##### EXTRAIT DU TEXTE

Mais où ça se gâte, c'est lorsqu'il laisse
entendre, avec heureusement une lueur de perplexité, que mon
attitude aurait changé envers lui parce que je «prenais
ombrage» de ses triomphes.
-«Est-ce que des courtisans
venimeux lui ont fait croire que je lui faisais de l'ombre, comme
si c'était possible?» (en 1989, Laissez chanter le petit)
-«Ca
carburait très fort pour moi à cette époque. Pourquoi en
aurait-il pris ombrage?» (en 2001, interview de Télérama)
Ce
qui me chagrine ici c'est que mon ami me connaisse si mal, après
des années où on se voyait presque tous les jours, après tant
de soirées à parler de la vie et du métier.
Je veux
bien assumer une part de responsabilités. Il est vrai que dans
le tourbillon du quotidien, on néglige parfois l'essentiel et
que l'effort d'une démarche est souvent éternellement reporté.
Mais je dois dire que si lui, durant ces années, était
constamment en tournée à travers la France et à l'étranger,
il savait très bien où me trouver huit à dix mois par année
et savait aussi que j'aurais été très heureux et très
disponible pour convenir d'une rencontre.
Là encore, il
est très étonnant que dans le même souffle, après m'avoir
reproché mon éloignement, il avoue lui-même dans cet interview
de Télérama, qu'à l'occasion il rencontrait mon ami Fallet qui
ne manquait jamais de lui rappeler: «Pierrot, t'es pas sympa,
fait un effort, le vieux (c'est ainsi que m'appelait
l'irrespectueux Fallet) te réclame, il ne comprend pas pourquoi
tu lui donnes pas de tes nouvelles». Alors, c'est pourtant bien
clair, et c'est l'intéressé lui-même qui rapporte les
faits.
Je conserve toute l'estime que j'ai toujours eue
pour cet artiste hors du commun et sans aucunement vouloir
relancer la pierre dans son jardin, je ne peux que constater avec
d'autres que cet égo surdimensionné qui lui permet de
poursuivre une úuvre fabuleuse, diversifiée et de haute
qualité, lui joue parfois des tours. (C'est le syndrome du
tout-à-l'égo!) Beaucoup de mes fans, qui sont souvent aussi les
siens, ont été quelque peu attristés que dans cet interview
d'un Télérama hors série destiné à commémorer mon
quatre-vingtième anniversaire de naissance et mes 20 ans de
retraite, qui se voulait donc un hommage, l'ami Perret ait réussi
à parler davantage de lui-même que de moi. (Ces artistes, tout
de même!) Et pour ma part, je dois bien le dire, je demeure
étonné et amer qu'il ait choisi ces circonstances pour étaler
ses reproches. Enfin, je le remercie pour sa magnanimité: «Il
avait bien droit à ses faiblesses».

##########

## TRAVAIL À FAIRE
**1.** Modifiez le passage du texte sur l'amitié brouillée qui commence à « Mais où ça se » et se termine à « et du métier. », en remplaçant « soirées » par « nuits ».
**2.** Poursuivez le texte sur l'amitié brouillée après sa dernière phrase.

##### DONNÉES FOURNIES

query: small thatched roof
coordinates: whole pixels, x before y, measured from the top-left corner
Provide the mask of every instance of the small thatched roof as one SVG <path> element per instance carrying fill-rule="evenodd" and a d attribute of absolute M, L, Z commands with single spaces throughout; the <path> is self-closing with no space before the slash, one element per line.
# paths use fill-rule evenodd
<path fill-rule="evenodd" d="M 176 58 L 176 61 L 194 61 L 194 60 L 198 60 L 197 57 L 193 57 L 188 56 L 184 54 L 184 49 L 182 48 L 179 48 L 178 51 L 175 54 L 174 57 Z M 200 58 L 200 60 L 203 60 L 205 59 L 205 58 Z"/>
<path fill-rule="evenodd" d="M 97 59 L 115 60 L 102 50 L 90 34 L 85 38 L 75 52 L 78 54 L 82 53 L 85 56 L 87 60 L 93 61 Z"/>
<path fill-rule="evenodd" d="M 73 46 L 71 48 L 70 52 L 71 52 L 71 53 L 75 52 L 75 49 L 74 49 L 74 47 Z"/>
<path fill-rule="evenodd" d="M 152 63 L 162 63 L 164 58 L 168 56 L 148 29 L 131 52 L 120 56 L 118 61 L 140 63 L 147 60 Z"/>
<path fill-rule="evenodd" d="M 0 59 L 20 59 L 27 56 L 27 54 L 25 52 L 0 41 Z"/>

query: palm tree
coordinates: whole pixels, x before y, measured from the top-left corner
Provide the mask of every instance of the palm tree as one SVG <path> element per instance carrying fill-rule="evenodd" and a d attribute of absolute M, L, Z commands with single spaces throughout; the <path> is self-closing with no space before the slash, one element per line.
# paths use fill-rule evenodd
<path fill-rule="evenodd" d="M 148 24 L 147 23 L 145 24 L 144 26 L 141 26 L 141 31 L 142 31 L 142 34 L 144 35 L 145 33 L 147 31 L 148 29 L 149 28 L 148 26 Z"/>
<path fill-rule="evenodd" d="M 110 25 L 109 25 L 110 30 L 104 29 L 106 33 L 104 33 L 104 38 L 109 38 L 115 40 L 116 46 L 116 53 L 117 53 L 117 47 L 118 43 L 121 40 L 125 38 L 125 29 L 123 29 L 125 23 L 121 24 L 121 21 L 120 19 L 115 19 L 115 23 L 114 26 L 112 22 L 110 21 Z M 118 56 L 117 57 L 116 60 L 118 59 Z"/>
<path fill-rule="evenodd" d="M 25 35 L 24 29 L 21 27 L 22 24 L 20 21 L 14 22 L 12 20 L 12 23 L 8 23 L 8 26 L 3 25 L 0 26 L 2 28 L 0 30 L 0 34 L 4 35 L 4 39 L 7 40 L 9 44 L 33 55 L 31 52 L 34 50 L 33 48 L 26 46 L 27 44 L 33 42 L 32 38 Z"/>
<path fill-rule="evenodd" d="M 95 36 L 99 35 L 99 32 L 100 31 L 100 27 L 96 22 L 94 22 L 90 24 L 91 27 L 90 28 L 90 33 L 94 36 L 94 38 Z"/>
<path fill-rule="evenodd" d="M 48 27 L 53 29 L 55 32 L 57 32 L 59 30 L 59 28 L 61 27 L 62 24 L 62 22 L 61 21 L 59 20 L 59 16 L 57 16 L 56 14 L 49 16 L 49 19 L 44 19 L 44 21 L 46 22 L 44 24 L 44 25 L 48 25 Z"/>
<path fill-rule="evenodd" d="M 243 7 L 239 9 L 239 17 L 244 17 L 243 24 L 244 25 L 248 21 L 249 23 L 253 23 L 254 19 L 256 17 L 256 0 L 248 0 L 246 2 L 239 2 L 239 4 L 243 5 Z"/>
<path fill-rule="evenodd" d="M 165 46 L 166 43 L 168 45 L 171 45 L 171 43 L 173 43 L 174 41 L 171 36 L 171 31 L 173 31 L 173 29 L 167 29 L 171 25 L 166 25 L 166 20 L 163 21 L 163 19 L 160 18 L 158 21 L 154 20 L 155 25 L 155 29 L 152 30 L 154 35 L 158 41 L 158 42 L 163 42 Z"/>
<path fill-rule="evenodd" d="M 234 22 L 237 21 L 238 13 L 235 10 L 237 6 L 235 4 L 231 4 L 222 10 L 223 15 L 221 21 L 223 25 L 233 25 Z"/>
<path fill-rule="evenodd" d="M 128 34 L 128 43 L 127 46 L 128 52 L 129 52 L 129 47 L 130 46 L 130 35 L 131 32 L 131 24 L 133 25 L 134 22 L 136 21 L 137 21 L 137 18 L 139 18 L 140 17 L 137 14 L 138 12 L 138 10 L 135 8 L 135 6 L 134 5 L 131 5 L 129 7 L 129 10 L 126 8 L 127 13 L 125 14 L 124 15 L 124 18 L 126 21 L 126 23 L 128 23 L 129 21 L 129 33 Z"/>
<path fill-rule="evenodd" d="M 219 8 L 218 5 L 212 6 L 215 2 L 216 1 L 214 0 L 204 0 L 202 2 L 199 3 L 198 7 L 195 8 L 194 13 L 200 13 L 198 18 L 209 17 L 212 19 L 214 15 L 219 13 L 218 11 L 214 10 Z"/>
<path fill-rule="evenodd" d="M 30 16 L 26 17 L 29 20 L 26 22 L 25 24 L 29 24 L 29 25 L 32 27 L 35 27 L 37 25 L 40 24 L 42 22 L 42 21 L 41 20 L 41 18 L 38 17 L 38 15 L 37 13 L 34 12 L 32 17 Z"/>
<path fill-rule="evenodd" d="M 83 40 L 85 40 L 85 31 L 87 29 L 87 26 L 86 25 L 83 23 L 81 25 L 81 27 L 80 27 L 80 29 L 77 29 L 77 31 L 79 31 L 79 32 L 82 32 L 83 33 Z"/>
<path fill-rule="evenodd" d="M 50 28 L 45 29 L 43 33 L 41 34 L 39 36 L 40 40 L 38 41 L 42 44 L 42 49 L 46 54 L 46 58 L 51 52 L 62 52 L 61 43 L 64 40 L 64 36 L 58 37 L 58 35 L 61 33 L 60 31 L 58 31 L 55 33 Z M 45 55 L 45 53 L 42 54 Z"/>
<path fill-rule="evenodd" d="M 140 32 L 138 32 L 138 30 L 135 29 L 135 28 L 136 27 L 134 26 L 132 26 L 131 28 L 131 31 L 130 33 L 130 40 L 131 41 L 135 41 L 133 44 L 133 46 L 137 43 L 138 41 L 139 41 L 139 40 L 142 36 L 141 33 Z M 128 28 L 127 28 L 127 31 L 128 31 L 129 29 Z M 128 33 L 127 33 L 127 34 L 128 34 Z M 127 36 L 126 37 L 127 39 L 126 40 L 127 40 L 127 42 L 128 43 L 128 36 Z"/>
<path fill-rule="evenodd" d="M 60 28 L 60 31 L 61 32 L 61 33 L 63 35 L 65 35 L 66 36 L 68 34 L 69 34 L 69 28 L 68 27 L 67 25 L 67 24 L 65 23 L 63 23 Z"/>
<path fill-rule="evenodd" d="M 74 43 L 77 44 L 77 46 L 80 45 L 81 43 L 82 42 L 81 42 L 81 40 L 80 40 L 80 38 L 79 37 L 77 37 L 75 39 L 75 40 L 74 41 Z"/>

##########

## RÉPONSES UNE À UNE
**1.**
Mais où ça se gâte, c'est lorsqu'il laisse
entendre, avec heureusement une lueur de perplexité, que mon
attitude aurait changé envers lui parce que je «prenais
ombrage» de ses triomphes.
-«Est-ce que des courtisans
venimeux lui ont fait croire que je lui faisais de l'ombre, comme
si c'était possible?» (en 1989, Laissez chanter le petit)
-«Ca
carburait très fort pour moi à cette époque. Pourquoi en
aurait-il pris ombrage?» (en 2001, interview de Télérama)
Ce
qui me chagrine ici c'est que mon ami me connaisse si mal, après
des années où on se voyait presque tous les jours, après tant
de nuits à parler de la vie et du métier.

**2.**
Mais je veux plutôt
retenir, qu'hormis ce petit nuage d'incompréhension, mon cher
collègue n'a jamais raté une occasion de dire toute
l'admiration qu'il éprouvait pour mon travail, l'estime et la
reconnaissance qui l'habitaient pour ce que j'ai pu faire pour
lui.
Ceci étant dit, Benjamin, je m'étonne que vous, qui
écrivez des chansons, vous n'ayez pas été happé à un moment
ou un autre par l'univers de Perret. Même si sa production est
essentiellement différente de la mienne, les gens qui apprécient
mes chansonnettes trouvent généralement à boire et à manger
chez l'ami Pierrot. Vous avez donc au-delà de 200 chansons pas
banales à découvrir.
Claudel! Vous avez parfaitement
raison, mais admettez que son entrée en scène plutôt incongrue
dans ce petit théâtre lubrique décrit bien le malaise conjugal
exposé et pour lequel j'implorais la compassion. Je ne crois pas
avoir raté mon effet!
Enfin, vous rappeler que le bonheur
que vous me faites m'est précieux puisqu'il est le seul qui
m'importe, celui d'aimer mes chansons.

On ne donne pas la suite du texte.